Les extraits cités sont issus de Métamorphoses de l’âme et ses symboles, CG. Jung, Georg Editeur SA, Le livre de poche, 1993.
28.1 – Moitiés
La sexualité est le moyen naturel et nécessaire de toute vie, et tout ce qui vit a tendance à se reproduire dans un sens de conservation de l’espèce. Les plantes, les animaux vivent cela sans se poser de question (acceptons cette hypothèse de réflexion pour l’instant et sans préjuger du niveau de conscience que peut avoir toute créature…). Pour l’être humain, il en va différemment, parce qu’il réfléchit, raisonne, juge et que dans sa nature il peut aller avec ou contre les lois biologiques. La concordance entre l’instinct et la volonté ou le désir n’est pas toujours (souvent?) réalisée.
« La sexualité qui est un des instincts les plus importants, forme le fond et la cause d’innombrables affects qui, on le sait, exercent sur la langue une influence des plus tenaces. Mais on ne peut identifier affects et sexualité parce qu’ils peuvent provenir d’une quelconque situation conflictuelle: par exemple l’instinct de conservation est aussi une source de nombreuses émotions. » (p.54)
Pour Jung, même si la sexualité a beaucoup d’importance et même s’il est en accord avec un grand nombre d’idées de Freud, elle reste un facteur partiel, la moitié inférieure de la question. La moitié supérieure concerne « la création idéale au lieu de la création réelle » (p.113). La fécondité spirituelle est digne des plus hautes espérances et nécessaire pour bien des gens:
« L’attitude réservée que je pris dans la préface à ma Psychologie de la démence précoce vis-à-vis de la théorie sexuelle, tout en reconnaissant les mécanismes psychologiques indiqués par Freud, était dictée par la place qu’avait prise alors la théorie de la libido, dont la conception ne me permettait pas d’expliquer par une théorie unilatéralement sexualiste des troubles fonctionnels touchant tout autant le domaine d’autres tendances que celui de la sexualité. À la place de la théorie sexuelles des Trois essais sur la Théorie sexuelle, une conception énergétique me parut plus convenable. Elle me permit d’identifier l’expression « énergie psychique » et le terme « libido » (p.242).

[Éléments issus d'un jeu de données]
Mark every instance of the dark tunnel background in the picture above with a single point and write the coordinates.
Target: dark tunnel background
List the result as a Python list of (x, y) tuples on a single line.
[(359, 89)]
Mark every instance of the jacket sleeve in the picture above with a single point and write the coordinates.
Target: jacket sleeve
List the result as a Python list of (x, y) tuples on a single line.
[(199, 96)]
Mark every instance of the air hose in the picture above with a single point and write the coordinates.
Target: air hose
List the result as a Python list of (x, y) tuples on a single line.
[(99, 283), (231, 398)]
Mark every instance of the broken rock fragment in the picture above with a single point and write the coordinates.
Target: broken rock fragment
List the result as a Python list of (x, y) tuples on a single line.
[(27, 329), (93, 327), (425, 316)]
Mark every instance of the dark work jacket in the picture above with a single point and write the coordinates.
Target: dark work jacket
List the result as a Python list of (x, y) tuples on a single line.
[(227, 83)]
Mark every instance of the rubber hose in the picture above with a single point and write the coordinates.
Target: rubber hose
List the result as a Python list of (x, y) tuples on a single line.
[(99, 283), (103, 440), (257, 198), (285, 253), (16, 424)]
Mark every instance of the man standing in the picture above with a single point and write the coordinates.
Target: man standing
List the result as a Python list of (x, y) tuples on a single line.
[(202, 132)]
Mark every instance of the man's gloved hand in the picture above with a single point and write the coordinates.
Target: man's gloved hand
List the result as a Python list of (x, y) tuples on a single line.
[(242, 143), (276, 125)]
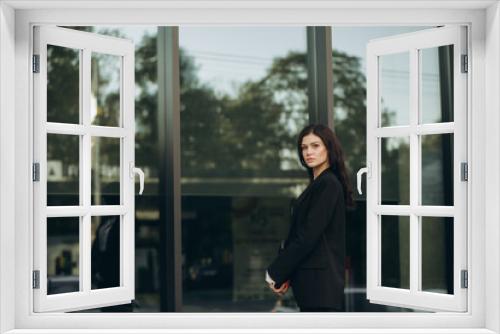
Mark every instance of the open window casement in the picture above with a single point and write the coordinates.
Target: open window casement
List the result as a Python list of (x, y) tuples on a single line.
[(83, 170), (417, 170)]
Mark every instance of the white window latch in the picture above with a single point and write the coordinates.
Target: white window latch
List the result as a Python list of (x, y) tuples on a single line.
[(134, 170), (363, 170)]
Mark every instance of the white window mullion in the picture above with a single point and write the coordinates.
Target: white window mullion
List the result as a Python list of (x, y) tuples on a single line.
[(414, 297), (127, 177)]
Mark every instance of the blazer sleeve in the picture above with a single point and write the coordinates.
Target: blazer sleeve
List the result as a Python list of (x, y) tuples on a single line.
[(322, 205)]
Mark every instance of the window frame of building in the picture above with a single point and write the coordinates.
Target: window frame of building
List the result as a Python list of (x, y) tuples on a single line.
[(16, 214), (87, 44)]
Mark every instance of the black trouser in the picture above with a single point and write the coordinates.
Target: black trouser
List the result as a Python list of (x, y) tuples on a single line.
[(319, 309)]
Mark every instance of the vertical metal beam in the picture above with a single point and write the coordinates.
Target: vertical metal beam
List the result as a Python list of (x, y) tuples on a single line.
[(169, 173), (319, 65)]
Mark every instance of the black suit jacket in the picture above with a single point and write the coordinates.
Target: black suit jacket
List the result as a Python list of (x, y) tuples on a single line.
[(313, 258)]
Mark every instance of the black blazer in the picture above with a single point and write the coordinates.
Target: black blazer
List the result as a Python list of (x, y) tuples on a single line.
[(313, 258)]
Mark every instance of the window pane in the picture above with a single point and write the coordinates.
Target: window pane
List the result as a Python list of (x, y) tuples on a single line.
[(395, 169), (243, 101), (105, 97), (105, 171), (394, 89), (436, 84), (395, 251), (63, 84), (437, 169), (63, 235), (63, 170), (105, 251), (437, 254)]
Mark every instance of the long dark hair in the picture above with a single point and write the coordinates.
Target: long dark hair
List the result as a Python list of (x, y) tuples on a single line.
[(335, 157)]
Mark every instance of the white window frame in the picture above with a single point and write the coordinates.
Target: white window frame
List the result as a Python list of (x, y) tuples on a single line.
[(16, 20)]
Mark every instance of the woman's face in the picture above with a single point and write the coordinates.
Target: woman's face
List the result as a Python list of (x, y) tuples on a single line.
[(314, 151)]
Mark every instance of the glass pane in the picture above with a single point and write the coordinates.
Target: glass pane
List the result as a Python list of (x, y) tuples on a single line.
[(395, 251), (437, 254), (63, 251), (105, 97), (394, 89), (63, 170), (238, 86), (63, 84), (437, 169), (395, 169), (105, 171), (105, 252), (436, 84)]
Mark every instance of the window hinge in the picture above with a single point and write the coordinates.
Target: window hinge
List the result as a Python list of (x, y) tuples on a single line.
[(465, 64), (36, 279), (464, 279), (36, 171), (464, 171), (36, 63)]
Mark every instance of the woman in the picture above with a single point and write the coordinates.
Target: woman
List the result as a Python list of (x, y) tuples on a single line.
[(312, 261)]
* * *
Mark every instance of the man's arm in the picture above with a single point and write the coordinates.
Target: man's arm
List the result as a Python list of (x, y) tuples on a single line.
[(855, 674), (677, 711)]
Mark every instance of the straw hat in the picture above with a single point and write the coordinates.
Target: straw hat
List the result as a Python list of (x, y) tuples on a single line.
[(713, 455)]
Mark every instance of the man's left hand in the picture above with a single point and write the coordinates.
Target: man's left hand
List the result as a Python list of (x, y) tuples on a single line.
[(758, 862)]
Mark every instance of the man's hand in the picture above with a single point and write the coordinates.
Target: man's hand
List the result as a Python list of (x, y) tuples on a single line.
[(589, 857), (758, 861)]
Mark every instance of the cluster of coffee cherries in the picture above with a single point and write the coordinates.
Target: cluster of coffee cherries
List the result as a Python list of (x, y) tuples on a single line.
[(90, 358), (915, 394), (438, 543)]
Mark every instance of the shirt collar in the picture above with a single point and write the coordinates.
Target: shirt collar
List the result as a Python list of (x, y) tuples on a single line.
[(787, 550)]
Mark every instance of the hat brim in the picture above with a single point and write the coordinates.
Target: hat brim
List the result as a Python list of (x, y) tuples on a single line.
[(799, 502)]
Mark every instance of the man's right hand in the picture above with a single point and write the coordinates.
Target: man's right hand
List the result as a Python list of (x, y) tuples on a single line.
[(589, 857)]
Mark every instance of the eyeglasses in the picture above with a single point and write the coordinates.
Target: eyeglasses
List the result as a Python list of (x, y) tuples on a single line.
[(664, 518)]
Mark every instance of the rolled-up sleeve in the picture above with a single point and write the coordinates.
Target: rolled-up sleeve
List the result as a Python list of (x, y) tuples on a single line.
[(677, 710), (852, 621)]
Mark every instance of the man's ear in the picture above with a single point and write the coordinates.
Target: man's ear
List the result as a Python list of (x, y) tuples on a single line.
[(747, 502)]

- Consignes de travail
1: D'après le texte sur Jung et la sexualité, que concerne la moitié supérieure de la question ?
2: Pour chacune des affirmations suivantes, indiquez si elle concorde avec le texte sur Jung et la sexualité, en citant les mots décisifs du texte. (a) Pour Jung, la sexualité reste un facteur partiel. (b) Selon l'extrait cité, on peut identifier affects et sexualité. (c) Jung a jugé une conception énergétique plus convenable que la théorie sexuelle.
3: Poursuivez le texte sur Jung et la sexualité à partir de l'endroit où il s'arrête.
Les enregistrements ne sont pas nécessaires pour ce travail.

- Réponses
1: Elle concerne « la création idéale au lieu de la création réelle ».

2:
(a) Oui : « elle reste un facteur partiel, la moitié inférieure de la question ».
(b) Non : « on ne peut identifier affects et sexualité ».
(c) Oui : « une conception énergétique me parut plus convenable ».

3:
28.2 – Déplacement de la libido
Chez l’enfant la libido est d’abord concentrée sur la fonction nutritive, car l’acte de téter est lié à des mouvements rythmiques permettant de prendre la nourriture. Dans cette période apparaît un autre mouvement rythmique agréable dans le domaine de la motricité ( bras, jambes, trépignement ). En grandissant, les organes de l’individu se forment, et la libido déplace l’activité rythmique vers d’autres fonctions, « le but final provisoire et partiel » étant dans la sexualité. Une part considérable de l’énergie de nutrition et de croissance se transpose en libido sexuelle, et ce passage se fait progressivement durant la plus grande partie de l’enfance. « Au cours de sa mutation, la libido entraîne avec elle des éléments de la phase nutritive dans ses nouveaux domaines d’application, ce qui permet d’expliquer les nombreuses et profondes liaisons entre la fonction de nutrition et la fonction sexuelle » (p.255).